→ **Compito assegnato**
Individua nei record ogni riga in cui compare la parola "green" e ricopiala.

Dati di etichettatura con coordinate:
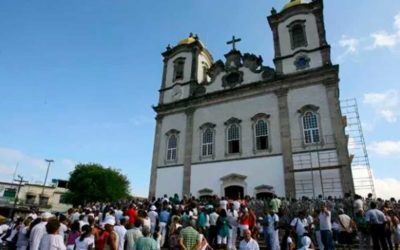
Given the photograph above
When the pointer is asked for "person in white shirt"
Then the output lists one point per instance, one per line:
(38, 231)
(212, 234)
(376, 220)
(121, 232)
(270, 230)
(299, 225)
(153, 215)
(132, 235)
(358, 203)
(86, 240)
(248, 243)
(345, 229)
(52, 240)
(223, 204)
(232, 216)
(325, 226)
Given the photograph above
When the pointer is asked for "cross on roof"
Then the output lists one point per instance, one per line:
(233, 42)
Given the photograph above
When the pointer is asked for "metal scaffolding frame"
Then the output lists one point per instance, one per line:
(314, 159)
(362, 174)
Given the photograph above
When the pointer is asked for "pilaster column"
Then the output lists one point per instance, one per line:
(286, 142)
(187, 162)
(156, 151)
(338, 129)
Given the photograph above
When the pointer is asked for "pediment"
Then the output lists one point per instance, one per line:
(264, 187)
(233, 177)
(206, 191)
(232, 120)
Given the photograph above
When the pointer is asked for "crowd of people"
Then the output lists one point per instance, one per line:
(212, 223)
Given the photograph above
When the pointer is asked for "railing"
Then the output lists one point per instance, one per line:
(326, 142)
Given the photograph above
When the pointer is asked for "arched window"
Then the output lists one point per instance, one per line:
(310, 128)
(179, 67)
(261, 135)
(233, 139)
(207, 145)
(298, 34)
(172, 147)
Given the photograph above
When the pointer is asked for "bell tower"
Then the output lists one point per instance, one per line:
(185, 68)
(299, 37)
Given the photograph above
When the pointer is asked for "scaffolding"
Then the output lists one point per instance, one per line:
(313, 165)
(362, 174)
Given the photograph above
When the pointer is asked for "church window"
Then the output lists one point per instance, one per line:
(261, 134)
(179, 66)
(311, 128)
(208, 141)
(233, 139)
(171, 151)
(298, 34)
(172, 145)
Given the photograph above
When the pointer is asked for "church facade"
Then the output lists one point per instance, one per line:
(236, 127)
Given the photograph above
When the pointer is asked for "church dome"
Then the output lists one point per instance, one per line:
(190, 39)
(187, 40)
(292, 3)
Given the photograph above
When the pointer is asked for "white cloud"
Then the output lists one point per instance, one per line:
(397, 22)
(387, 188)
(350, 45)
(384, 39)
(386, 105)
(32, 168)
(375, 40)
(385, 148)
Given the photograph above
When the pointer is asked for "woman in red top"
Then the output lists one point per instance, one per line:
(244, 221)
(101, 237)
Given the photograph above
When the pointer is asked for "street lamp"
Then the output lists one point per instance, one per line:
(20, 181)
(47, 172)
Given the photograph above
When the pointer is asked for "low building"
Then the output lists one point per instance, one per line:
(45, 198)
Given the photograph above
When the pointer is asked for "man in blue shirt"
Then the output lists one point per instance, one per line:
(164, 219)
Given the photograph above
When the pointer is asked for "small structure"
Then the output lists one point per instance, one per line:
(44, 198)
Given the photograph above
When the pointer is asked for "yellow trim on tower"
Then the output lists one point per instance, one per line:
(291, 4)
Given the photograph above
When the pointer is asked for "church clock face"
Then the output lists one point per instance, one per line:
(176, 92)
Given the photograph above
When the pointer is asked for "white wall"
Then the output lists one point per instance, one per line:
(243, 110)
(169, 181)
(315, 159)
(314, 95)
(330, 180)
(178, 122)
(248, 77)
(170, 69)
(259, 171)
(315, 62)
(311, 32)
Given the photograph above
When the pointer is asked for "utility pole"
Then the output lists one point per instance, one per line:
(47, 172)
(20, 181)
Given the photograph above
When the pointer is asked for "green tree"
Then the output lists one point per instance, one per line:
(92, 182)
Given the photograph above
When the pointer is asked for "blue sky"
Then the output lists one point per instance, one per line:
(78, 78)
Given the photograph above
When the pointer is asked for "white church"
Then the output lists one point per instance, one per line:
(235, 127)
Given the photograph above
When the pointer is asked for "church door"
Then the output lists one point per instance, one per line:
(234, 192)
(264, 195)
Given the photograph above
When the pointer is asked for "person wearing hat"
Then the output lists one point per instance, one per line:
(52, 240)
(146, 242)
(153, 215)
(38, 231)
(325, 227)
(120, 229)
(112, 240)
(248, 243)
(346, 228)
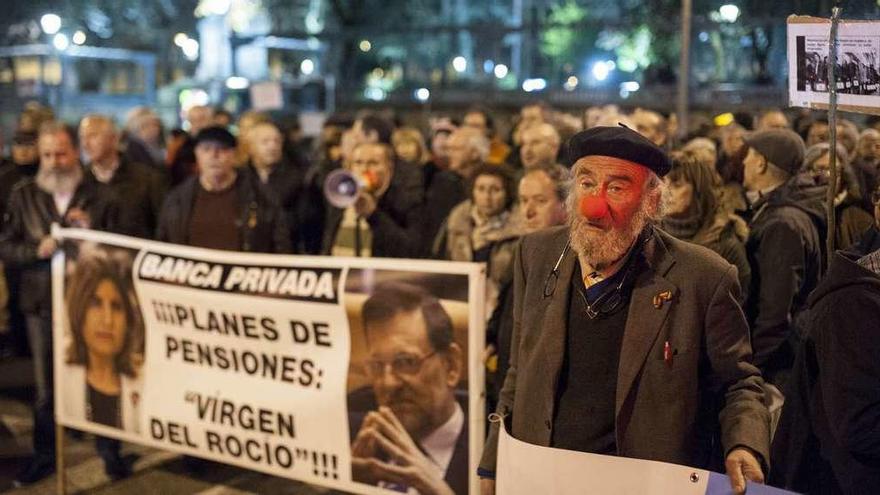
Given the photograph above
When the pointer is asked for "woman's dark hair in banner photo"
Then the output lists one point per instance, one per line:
(107, 333)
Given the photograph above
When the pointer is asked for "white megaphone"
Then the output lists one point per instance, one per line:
(341, 188)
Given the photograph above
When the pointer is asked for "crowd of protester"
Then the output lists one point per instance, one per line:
(464, 187)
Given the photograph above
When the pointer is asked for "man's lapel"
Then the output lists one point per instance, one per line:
(555, 321)
(647, 312)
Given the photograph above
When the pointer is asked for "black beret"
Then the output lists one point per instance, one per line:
(618, 142)
(216, 134)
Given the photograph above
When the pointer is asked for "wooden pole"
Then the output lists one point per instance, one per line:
(60, 478)
(684, 70)
(832, 127)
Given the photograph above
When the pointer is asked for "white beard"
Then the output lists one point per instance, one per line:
(602, 249)
(54, 181)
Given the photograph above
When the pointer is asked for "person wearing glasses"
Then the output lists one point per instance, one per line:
(414, 437)
(627, 341)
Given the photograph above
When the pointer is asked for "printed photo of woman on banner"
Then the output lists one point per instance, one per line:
(104, 336)
(407, 380)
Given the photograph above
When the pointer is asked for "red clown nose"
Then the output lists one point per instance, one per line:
(593, 207)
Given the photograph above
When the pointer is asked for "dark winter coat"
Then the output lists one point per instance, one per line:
(868, 242)
(287, 185)
(785, 250)
(396, 223)
(828, 439)
(444, 190)
(262, 225)
(139, 191)
(29, 219)
(852, 221)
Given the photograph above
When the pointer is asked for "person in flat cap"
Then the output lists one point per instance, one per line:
(785, 245)
(627, 341)
(221, 208)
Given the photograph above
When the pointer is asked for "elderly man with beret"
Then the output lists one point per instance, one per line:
(627, 341)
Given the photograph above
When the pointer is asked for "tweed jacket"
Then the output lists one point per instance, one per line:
(689, 408)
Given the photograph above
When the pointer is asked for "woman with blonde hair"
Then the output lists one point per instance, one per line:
(106, 347)
(694, 214)
(409, 145)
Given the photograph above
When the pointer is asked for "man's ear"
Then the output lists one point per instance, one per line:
(763, 166)
(454, 364)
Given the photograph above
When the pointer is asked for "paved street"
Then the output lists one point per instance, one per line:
(155, 471)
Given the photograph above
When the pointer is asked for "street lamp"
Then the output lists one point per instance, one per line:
(180, 39)
(307, 67)
(190, 49)
(50, 23)
(422, 94)
(61, 41)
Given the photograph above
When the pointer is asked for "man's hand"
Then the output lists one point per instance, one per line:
(487, 486)
(47, 248)
(742, 465)
(363, 448)
(365, 205)
(408, 466)
(77, 217)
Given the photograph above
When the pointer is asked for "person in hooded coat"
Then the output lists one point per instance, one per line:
(786, 240)
(828, 439)
(695, 215)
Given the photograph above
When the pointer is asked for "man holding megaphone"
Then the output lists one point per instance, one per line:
(374, 205)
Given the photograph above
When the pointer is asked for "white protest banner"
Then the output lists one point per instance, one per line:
(858, 64)
(275, 363)
(526, 469)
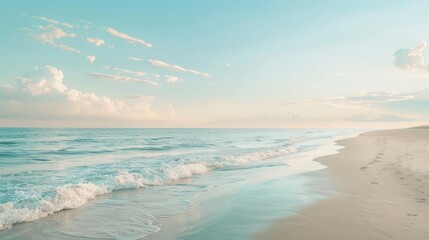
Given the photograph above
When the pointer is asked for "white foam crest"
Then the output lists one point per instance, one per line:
(74, 196)
(186, 170)
(67, 197)
(125, 180)
(260, 156)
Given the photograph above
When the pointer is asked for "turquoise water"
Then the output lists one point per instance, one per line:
(128, 183)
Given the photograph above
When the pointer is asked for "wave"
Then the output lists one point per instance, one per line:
(73, 196)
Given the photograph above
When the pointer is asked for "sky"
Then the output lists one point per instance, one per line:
(214, 64)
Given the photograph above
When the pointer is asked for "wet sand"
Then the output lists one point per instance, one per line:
(383, 191)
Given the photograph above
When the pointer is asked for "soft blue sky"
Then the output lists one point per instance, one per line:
(270, 63)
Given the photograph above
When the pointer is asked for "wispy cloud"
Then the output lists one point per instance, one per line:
(47, 80)
(375, 97)
(96, 41)
(136, 73)
(50, 35)
(172, 79)
(135, 58)
(7, 88)
(411, 58)
(49, 20)
(91, 59)
(173, 67)
(122, 78)
(125, 36)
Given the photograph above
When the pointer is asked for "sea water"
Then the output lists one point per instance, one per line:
(136, 183)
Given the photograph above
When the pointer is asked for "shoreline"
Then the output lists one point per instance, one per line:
(382, 180)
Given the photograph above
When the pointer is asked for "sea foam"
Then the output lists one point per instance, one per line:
(73, 196)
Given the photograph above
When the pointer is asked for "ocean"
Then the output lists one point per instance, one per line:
(154, 183)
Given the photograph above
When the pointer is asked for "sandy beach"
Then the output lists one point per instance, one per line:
(383, 185)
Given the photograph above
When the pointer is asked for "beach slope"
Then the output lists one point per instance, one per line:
(383, 185)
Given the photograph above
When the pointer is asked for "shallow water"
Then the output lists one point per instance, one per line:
(141, 178)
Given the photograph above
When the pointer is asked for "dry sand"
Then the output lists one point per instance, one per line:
(383, 184)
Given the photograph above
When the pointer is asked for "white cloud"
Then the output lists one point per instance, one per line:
(376, 97)
(96, 41)
(92, 104)
(47, 80)
(49, 20)
(340, 74)
(118, 34)
(7, 88)
(173, 67)
(50, 35)
(411, 58)
(42, 93)
(172, 79)
(122, 78)
(91, 59)
(135, 58)
(136, 73)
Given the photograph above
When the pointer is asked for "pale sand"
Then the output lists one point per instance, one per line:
(383, 184)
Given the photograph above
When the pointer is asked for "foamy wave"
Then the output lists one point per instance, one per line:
(77, 195)
(186, 170)
(259, 156)
(67, 197)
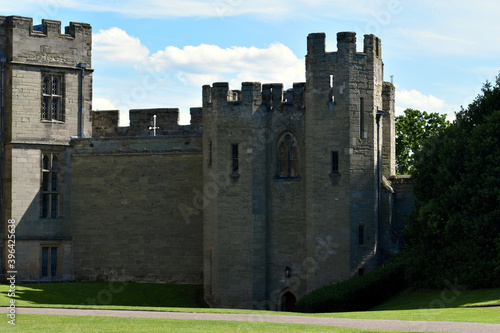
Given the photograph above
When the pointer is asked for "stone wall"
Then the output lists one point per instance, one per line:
(132, 209)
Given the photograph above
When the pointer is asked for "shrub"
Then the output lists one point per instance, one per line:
(357, 293)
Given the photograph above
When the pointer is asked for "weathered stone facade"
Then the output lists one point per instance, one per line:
(265, 196)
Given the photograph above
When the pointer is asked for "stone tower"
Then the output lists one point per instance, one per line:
(293, 180)
(46, 99)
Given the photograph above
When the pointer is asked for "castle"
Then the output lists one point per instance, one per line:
(265, 196)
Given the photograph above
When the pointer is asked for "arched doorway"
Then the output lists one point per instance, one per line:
(288, 301)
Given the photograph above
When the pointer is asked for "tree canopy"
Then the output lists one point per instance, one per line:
(412, 129)
(454, 232)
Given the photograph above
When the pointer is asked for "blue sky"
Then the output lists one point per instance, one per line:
(154, 53)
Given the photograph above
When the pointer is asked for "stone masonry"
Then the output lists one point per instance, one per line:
(267, 195)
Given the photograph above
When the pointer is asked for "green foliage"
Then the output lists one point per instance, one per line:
(454, 232)
(412, 129)
(357, 293)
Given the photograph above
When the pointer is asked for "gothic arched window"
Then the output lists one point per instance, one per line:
(288, 159)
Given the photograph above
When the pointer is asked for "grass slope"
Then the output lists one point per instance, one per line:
(449, 304)
(55, 324)
(86, 294)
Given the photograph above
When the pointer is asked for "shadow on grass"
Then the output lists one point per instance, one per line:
(445, 298)
(108, 293)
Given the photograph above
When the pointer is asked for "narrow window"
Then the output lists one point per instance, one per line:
(210, 154)
(361, 118)
(288, 157)
(234, 151)
(335, 162)
(52, 97)
(361, 235)
(45, 261)
(332, 98)
(49, 261)
(50, 186)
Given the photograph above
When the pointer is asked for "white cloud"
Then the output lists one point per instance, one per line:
(116, 46)
(102, 104)
(414, 99)
(204, 64)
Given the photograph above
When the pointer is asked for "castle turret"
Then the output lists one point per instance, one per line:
(47, 97)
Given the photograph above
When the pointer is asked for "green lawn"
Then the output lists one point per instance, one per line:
(88, 294)
(433, 305)
(49, 323)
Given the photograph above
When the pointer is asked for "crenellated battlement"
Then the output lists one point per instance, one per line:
(45, 43)
(271, 95)
(346, 46)
(142, 123)
(48, 28)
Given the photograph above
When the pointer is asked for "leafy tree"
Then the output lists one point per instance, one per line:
(454, 232)
(412, 129)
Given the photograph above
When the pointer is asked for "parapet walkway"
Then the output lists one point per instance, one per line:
(399, 325)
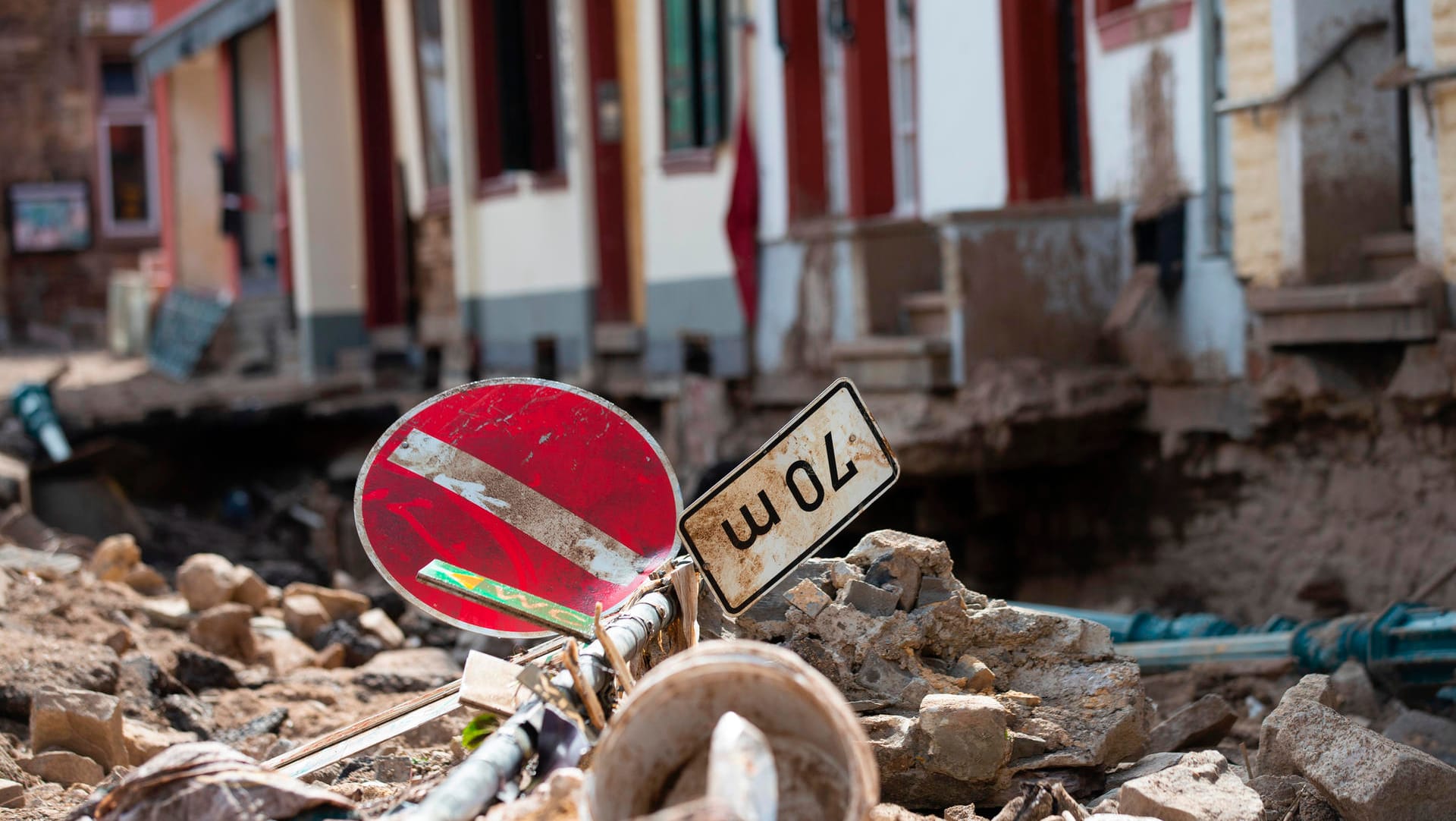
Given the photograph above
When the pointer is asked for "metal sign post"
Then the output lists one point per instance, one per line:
(789, 499)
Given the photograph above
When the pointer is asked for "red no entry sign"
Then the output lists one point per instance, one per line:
(536, 485)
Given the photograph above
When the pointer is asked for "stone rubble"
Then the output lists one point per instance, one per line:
(974, 709)
(1044, 692)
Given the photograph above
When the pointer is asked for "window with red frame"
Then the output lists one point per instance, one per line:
(514, 87)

→ **Risultato atteso**
When the pointer is asked for "green tree"
When the pointer is asked for "green foliage"
When the pointer is asked for "green lawn"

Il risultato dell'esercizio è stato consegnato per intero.